> **TASKS TO CARRY OUT**
(1) Answer these from the NBeatsKAN source below, one line each:
(a) In which competition did the network, when used as an ensemble, outperform all other methods?
(b) What is the recommended value of num_blocks for interpretable mode?
(c) What is the default and recommended value of widths for generic mode?
(2) Repeat word for word the part of the NBeatsKAN source that starts at the words "from pytorch_forecasting.metrics import" and ends after the words "method if possible.".

> **TEXT TO READ**
□ □ □ □

"""
N-Beats model with KAN blocks for timeseries forecasting without covariates.
"""
from typing import Optional
import torch
from torch import nn
from pytorch_forecasting.layers._nbeats._blocks import (
NBEATSGenericBlockKAN,
NBEATSSeasonalBlockKAN,
NBEATSTrendBlockKAN,
)
from pytorch_forecasting.metrics import MAE, MAPE, MASE, RMSE, SMAPE, MultiHorizonMetric
from pytorch_forecasting.models.nbeats._nbeats_adapter import NBeatsAdapter
[docs]
class NBeatsKAN(NBeatsAdapter):
"""
Initialize NBeatsKAN Model - use its :py:meth:`~from_dataset` method if possible.
Based on the article
`N-BEATS: Neural basis expansion analysis for interpretable time series
forecasting <http://arxiv.org/abs/1905.10437>`_. The network has (if
used as ensemble) outperformed all other methods including ensembles of
traditional statical methods in the M4 competition. The M4 competition is
arguably the most important benchmark for univariate time series forecasting.
The :py:class:`~pytorch_forecasting.models.nhits.NHiTS` network has recently
shown to consistently outperform N-BEATS.
Parameters
----------
stack_types : list of str
One of the following values: “generic”, “seasonality" or
“trend". A list of strings of length 1 or 'num_stacks'. Default and
recommended value for generic mode: [“generic”] Recommended value for
interpretable mode: [“trend”,”seasonality”].
num_blocks : list of int
The number of blocks per stack. A list of ints of length 1 or
'num_stacks'. Default and recommended value for generic mode: [1]
Recommended value for interpretable mode: [3]
num_block_layers : list of int
Number of fully connected layers with ReLu activation per block.
A list of ints of length 1 or 'num_stacks'. Default and recommended
value for generic mode: [4] Recommended value for interpretable mode:
[4].
widths : list of int
Widths of the fully connected layers with ReLu activation in the
blocks. A list of ints of length 1 or 'num_stacks'. Default and
recommended value for generic mode: [512]. Recommended value for
interpretable mode: [256, 2048]
sharing : list of bool
Whether the weights are shared with the other blocks per stack.

□ □ □ □

> **RECORDS SHOWN**
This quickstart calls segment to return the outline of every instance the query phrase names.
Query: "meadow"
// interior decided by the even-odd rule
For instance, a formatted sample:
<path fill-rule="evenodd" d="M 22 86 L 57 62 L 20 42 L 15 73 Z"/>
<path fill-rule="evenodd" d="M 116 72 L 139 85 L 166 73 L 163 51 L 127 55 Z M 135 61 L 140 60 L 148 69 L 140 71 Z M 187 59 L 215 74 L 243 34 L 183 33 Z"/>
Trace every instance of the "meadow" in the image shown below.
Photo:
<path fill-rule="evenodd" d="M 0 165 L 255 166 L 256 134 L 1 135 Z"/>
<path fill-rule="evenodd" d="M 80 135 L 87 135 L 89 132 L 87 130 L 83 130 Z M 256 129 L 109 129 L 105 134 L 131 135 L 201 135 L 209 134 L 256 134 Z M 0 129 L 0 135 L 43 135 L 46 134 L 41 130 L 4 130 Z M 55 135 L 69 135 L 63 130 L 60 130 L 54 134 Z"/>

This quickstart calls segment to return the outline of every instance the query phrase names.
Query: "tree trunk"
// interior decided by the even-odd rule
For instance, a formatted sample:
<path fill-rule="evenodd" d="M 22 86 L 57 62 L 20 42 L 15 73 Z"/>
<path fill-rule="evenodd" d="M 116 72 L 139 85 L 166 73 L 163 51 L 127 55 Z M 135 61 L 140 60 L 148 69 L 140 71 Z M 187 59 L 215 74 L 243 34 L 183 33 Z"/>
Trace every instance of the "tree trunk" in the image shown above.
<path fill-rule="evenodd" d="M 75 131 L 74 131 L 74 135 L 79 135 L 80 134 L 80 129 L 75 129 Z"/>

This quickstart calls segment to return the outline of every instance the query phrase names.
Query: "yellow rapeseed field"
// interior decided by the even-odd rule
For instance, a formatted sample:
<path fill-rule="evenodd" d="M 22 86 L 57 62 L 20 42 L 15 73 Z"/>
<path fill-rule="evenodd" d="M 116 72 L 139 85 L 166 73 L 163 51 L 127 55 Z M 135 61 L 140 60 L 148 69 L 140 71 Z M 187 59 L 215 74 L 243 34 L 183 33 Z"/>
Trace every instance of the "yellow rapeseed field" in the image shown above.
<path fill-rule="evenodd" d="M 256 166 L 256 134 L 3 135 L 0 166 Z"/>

□ □ □ □

> **OUTPUTS BY TASK**
(1)
(a) The M4 competition.
(b) [3]
(c) [512]

(2)
from pytorch_forecasting.metrics import MAE, MAPE, MASE, RMSE, SMAPE, MultiHorizonMetric
from pytorch_forecasting.models.nbeats._nbeats_adapter import NBeatsAdapter
[docs]
class NBeatsKAN(NBeatsAdapter):
"""
Initialize NBeatsKAN Model - use its :py:meth:`~from_dataset` method if possible.